_EXERCISE BRIEF_: Convert the records below into a Markdown table with the columns "Row" and "Line". Each non-blank line of the records goes in its own numbered row, and the pictures are omitted.
------------------------------------------------------------------------
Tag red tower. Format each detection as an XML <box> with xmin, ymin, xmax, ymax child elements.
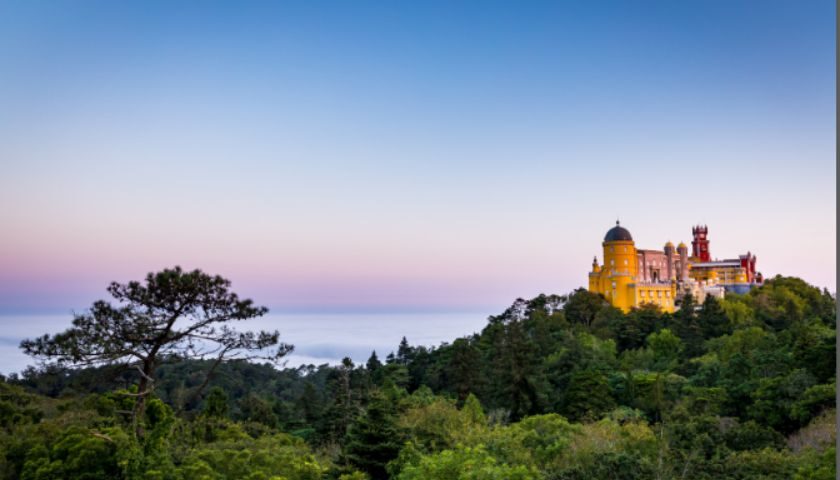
<box><xmin>691</xmin><ymin>225</ymin><xmax>712</xmax><ymax>262</ymax></box>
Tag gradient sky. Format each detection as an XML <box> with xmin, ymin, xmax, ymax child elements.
<box><xmin>0</xmin><ymin>0</ymin><xmax>836</xmax><ymax>313</ymax></box>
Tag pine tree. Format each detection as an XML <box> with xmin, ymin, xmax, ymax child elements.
<box><xmin>345</xmin><ymin>390</ymin><xmax>403</xmax><ymax>480</ymax></box>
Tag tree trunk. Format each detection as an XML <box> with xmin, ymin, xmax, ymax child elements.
<box><xmin>131</xmin><ymin>358</ymin><xmax>154</xmax><ymax>438</ymax></box>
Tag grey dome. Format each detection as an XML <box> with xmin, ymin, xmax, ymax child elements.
<box><xmin>604</xmin><ymin>222</ymin><xmax>633</xmax><ymax>242</ymax></box>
------------------------------------------------------------------------
_THE RESULT_:
| Row | Line |
|---|---|
| 1 | Tag red tower. Format each detection as an XML <box> with xmin, ymin, xmax, ymax child elements. |
| 2 | <box><xmin>691</xmin><ymin>225</ymin><xmax>712</xmax><ymax>262</ymax></box> |
| 3 | Tag gradient sky. Format each detection as an XML <box> with xmin, ymin, xmax, ymax child elements. |
| 4 | <box><xmin>0</xmin><ymin>0</ymin><xmax>836</xmax><ymax>313</ymax></box> |
| 5 | Tag pine tree. Format each detection as an XML <box> with xmin, ymin, xmax, ymax child elements. |
| 6 | <box><xmin>345</xmin><ymin>390</ymin><xmax>403</xmax><ymax>480</ymax></box> |
| 7 | Tag tree trunk. Format each detection as an XML <box> with xmin, ymin, xmax, ymax child elements. |
| 8 | <box><xmin>131</xmin><ymin>358</ymin><xmax>154</xmax><ymax>438</ymax></box> |
| 9 | Tag grey dome. Format each detection as an XML <box> with xmin, ymin, xmax, ymax child elements. |
| 10 | <box><xmin>604</xmin><ymin>222</ymin><xmax>633</xmax><ymax>242</ymax></box> |